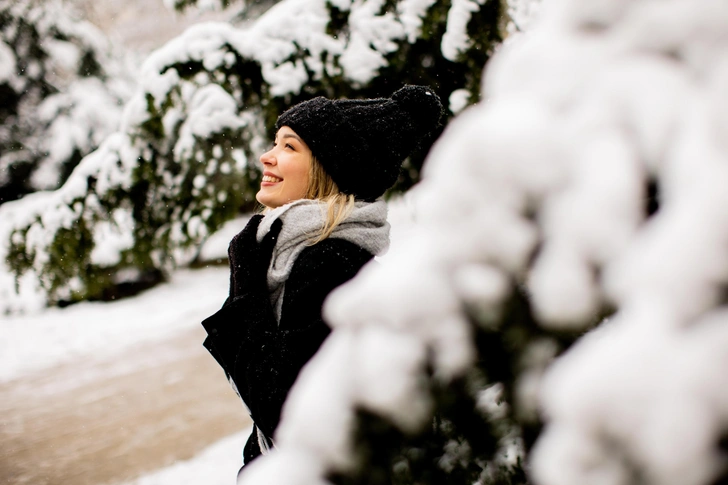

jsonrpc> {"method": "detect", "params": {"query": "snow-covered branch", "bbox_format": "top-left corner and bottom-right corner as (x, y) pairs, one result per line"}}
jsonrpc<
(242, 0), (728, 485)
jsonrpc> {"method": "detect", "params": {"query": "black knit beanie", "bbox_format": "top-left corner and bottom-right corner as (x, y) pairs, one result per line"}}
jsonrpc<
(276, 85), (443, 200)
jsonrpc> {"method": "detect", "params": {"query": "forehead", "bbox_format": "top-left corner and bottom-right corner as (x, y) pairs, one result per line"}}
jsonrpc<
(276, 126), (301, 140)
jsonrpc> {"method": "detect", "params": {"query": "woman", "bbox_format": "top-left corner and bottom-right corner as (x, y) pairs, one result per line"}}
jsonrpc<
(202, 86), (442, 464)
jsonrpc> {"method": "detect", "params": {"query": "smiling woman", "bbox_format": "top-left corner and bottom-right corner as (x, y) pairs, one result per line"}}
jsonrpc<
(256, 126), (313, 208)
(202, 86), (442, 480)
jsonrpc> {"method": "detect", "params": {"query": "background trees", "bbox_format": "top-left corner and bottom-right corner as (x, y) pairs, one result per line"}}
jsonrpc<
(0, 0), (131, 204)
(235, 0), (728, 485)
(0, 0), (504, 308)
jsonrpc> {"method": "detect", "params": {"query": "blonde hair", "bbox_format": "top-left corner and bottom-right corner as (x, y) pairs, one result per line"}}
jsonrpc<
(304, 155), (355, 244)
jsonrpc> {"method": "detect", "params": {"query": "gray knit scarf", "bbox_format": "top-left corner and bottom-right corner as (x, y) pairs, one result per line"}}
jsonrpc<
(257, 199), (389, 321)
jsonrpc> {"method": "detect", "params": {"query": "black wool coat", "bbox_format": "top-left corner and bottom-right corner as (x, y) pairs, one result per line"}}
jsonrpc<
(202, 238), (373, 464)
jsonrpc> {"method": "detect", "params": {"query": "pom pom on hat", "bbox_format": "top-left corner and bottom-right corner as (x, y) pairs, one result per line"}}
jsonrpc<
(276, 85), (443, 200)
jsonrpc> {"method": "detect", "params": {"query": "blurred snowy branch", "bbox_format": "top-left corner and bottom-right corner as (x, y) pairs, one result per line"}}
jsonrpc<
(237, 0), (728, 485)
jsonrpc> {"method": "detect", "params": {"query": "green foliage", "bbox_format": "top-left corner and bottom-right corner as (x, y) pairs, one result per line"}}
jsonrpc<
(0, 0), (510, 303)
(0, 0), (128, 204)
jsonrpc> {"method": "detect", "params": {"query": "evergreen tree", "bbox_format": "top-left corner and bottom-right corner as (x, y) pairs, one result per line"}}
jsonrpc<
(0, 0), (503, 308)
(0, 0), (131, 204)
(235, 0), (728, 485)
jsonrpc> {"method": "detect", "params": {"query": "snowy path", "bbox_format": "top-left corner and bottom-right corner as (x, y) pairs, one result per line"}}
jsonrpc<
(0, 268), (249, 485)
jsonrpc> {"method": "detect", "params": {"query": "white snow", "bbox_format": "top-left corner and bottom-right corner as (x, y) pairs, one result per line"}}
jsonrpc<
(117, 429), (250, 485)
(233, 0), (728, 485)
(0, 267), (229, 382)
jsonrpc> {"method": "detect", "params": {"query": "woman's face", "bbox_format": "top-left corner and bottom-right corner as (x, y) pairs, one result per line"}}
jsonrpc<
(255, 126), (312, 209)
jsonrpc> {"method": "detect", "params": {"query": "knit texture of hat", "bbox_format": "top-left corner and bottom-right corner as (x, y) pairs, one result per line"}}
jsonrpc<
(276, 85), (443, 200)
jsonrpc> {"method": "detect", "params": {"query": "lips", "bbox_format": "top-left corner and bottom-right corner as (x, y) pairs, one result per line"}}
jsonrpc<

### Task
Rewrite all of the rows above, changing every "woman" to "person" and keeping everything else the same. Omit the pictures.

### Task output
jsonrpc> {"method": "detect", "params": {"query": "snow-covered branch", "bbox_format": "top-left corner and bottom-right corner as (x, y) pairs, one result per line"}}
jsonrpc<
(242, 0), (728, 485)
jsonrpc> {"method": "detect", "params": {"query": "black knit beanie", "bbox_format": "top-left corner and bottom-right corner as (x, y) pairs, one result per line"}}
jsonrpc<
(276, 85), (443, 200)
jsonrpc> {"method": "detect", "params": {"query": "forehead", "bbox_format": "top-left corner and bottom-right corner as (x, y) pairs, one result per line"}}
jsonrpc<
(276, 126), (301, 140)
jsonrpc> {"method": "detect", "params": {"query": "person", "bbox_format": "top-left corner and bottom-right corner as (x, y) pairs, one result per line"}}
jsonrpc<
(202, 86), (442, 464)
jsonrpc> {"method": "detect", "params": {"query": "smiling person", "bbox_format": "top-left corner and bottom-right corner as (x, y) pairs, one result per line"}}
jsonrpc<
(256, 126), (313, 208)
(202, 86), (442, 480)
jsonrpc> {"method": "detect", "params": {"query": "background trees", "bbox_format": "top-left corner and bottom-right corner as (x, y) pairs, one result per line"}}
jsonrpc<
(0, 0), (131, 204)
(235, 0), (728, 485)
(0, 0), (504, 308)
jsonrpc> {"method": "detect", "params": {"query": "blonde hair", "bbox_format": "top-left corner and bottom-right corner as (x, y) pairs, one result per line"}}
jsonrpc<
(304, 155), (355, 244)
jsonrpc> {"method": "detect", "params": {"query": "gray knit scarf", "bbox_format": "top-left corner and bottom-right corner as (x, y) pairs, one result per line"}}
jsonrpc<
(257, 199), (389, 321)
jsonrpc> {"method": "detect", "params": {"query": "black wool coat", "bbox_format": "top-left corner and bottom-right corner as (x, y) pairs, one result per line"}}
jsonrpc<
(202, 238), (373, 464)
jsonrpc> {"method": "detect", "params": {"query": "pom pom on hat", "bbox_format": "top-left corner and bottom-right corner as (x, y) pairs, one result per line"}}
jsonrpc<
(276, 85), (443, 200)
jsonrpc> {"method": "detect", "params": {"query": "blurred snowy branch", "bbox_format": "top-left corner and bottom-right corner as (x, y) pairs, one result per line"}}
jsonrpc<
(237, 0), (728, 485)
jsonrpc> {"method": "detect", "params": {"query": "green foliage", "bbox_format": "top-left corner and bottom-right corner as (x, y) pairs, one result per line"}}
jsonrpc<
(0, 0), (510, 303)
(0, 0), (128, 204)
jsonrpc> {"method": "detect", "params": {"query": "evergreen tree", "bbox_format": "top-left corner and bottom-right corner as (x, y) pairs, one result per line"}}
jsonrpc<
(0, 0), (503, 308)
(0, 0), (131, 204)
(235, 0), (728, 485)
jsonrpc> {"method": "detect", "params": {"query": "snowy path", "bbox_format": "top-left corner and bottom-right corner as (x, y) pairs, one result per line"}}
jsonrpc<
(0, 268), (249, 485)
jsonrpc> {"method": "detect", "params": {"query": "white snow", "bbox_format": "top-left corner and bottom-right corner as (x, y) pairs, one result per line"}}
jsonrpc<
(117, 429), (250, 485)
(233, 0), (728, 485)
(0, 267), (229, 382)
jsonrpc> {"method": "detect", "params": {"query": "person's face", "bbox_format": "top-left corner and bottom-right corner as (x, y) pairs, one result per line"}}
jsonrpc<
(255, 126), (312, 209)
jsonrpc> {"method": "detect", "params": {"query": "knit texture of hat", "bbox_format": "top-left corner and bottom-right corner as (x, y) pairs, one result per line"}}
jsonrpc<
(276, 85), (443, 200)
jsonrpc> {"method": "detect", "params": {"query": "lips", "bbox_format": "top-left corner and bottom-right corner as (x, y) pairs, one result per line"}}
jsonrpc<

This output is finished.